[Work to be completed] An exact reprint of all the records is the expected answer.

[Data to use]
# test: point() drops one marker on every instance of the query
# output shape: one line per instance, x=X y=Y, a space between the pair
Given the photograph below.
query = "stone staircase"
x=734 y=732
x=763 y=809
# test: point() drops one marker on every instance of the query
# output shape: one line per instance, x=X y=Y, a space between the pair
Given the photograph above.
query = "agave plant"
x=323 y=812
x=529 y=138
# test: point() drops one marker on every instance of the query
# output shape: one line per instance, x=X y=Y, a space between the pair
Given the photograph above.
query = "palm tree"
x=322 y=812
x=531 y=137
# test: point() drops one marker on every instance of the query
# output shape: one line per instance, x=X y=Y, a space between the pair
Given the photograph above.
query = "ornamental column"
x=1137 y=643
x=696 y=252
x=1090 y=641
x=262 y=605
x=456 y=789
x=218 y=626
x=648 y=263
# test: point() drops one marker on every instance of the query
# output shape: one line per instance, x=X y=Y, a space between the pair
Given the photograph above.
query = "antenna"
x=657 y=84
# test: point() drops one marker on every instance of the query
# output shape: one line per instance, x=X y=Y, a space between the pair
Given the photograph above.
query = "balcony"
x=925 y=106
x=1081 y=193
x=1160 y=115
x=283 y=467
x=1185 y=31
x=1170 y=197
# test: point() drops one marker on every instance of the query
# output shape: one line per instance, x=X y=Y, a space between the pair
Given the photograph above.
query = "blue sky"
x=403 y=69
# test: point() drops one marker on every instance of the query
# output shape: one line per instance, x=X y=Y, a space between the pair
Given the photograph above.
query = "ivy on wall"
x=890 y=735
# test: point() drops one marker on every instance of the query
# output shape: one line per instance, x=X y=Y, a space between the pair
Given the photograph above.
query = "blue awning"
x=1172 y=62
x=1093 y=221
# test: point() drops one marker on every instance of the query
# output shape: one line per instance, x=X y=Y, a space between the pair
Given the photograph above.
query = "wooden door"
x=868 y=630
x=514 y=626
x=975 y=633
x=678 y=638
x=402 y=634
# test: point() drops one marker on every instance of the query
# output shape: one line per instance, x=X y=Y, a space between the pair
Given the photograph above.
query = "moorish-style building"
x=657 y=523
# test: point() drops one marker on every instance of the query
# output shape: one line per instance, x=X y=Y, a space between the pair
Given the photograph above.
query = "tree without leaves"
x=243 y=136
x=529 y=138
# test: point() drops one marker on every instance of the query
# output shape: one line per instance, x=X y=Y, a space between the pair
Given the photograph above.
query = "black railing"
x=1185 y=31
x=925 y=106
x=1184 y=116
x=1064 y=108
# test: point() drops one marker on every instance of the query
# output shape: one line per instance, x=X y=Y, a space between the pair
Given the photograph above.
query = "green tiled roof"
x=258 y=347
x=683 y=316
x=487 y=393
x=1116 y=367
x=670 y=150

[Result]
# test: point() drops one marker on every instance of the query
# output shape: one line per instance, x=X y=Y, a space between the pair
Given the photograph below.
query = "stone staircase"
x=734 y=732
x=763 y=809
# test: point() drops one marker on every instance of the query
# output shape: one line per instance, x=X y=Y, a space between the pair
Given the photograph above.
query = "agave plant"
x=323 y=812
x=529 y=138
# test: point() drops one marker on every instance of the query
# output shape: one line per instance, x=X y=Y, a space between the pair
Given the photograph above.
query = "palm tree"
x=322 y=812
x=531 y=137
# test: point() drops one marker on every instance of the query
# output shape: one line per instance, x=X y=Y, a space between the pair
Given the photograph above.
query = "ornamental column"
x=1137 y=643
x=696 y=252
x=1090 y=641
x=262 y=605
x=456 y=789
x=218 y=626
x=648 y=263
# test: point() drops one marker on every instance of the query
# output shape: one line per instance, x=X y=Y, a space between the pair
Given the photograph above.
query = "antenna"
x=657 y=84
# test: point() drops one marker on every instance of the query
# output shape: one line per instance, x=X y=Y, a space between the pair
Given the photograph above.
query = "balcony"
x=925 y=106
x=1081 y=193
x=1160 y=115
x=283 y=467
x=1185 y=31
x=1170 y=197
# test: point() drops one marker on every instance of the query
# output shape: one line per instance, x=X y=Y, a space between the pair
Given the photograph above.
query = "blue sky"
x=403 y=69
# test: point() drops one marker on every instance of the query
# output shape: one line per instance, x=X y=Y, a space between the pair
Given the photograph above.
query = "ivy on wall"
x=890 y=735
# test: point() drops one marker on every instance of the query
# output shape: one line per instance, x=X y=Y, a space between the pair
Given the photograph above.
query = "blue awning"
x=1172 y=62
x=1093 y=221
# test: point() drops one marker on every instance of the query
# output shape: one line per instance, x=X y=Y, a space between the pair
Given the photograph above.
query = "wooden door"
x=868 y=630
x=514 y=626
x=975 y=633
x=678 y=638
x=402 y=634
# test: point() drops one marker on every instance of the query
# output shape: one line per instance, x=X y=Y, a space between the pair
Given the photograph above.
query = "moorish-style building"
x=657 y=523
# test: point() drops one marker on every instance of the query
# output shape: one line per instance, x=X y=Y, a space between the pair
Given the photograph above.
query = "tree without leaves"
x=243 y=136
x=529 y=138
# test: point() drops one marker on every instance of the query
# output shape: one line per instance, x=X y=Y, a space between the pair
Given the photograph above.
query = "black railing"
x=1185 y=31
x=925 y=106
x=1184 y=116
x=1064 y=108
# test: point() drops one marker on every instance of the query
# output shape: one line per instance, x=X y=Y, a space between the pair
Given the photograph above.
query = "green tiled roof"
x=258 y=347
x=683 y=316
x=487 y=393
x=1116 y=367
x=670 y=150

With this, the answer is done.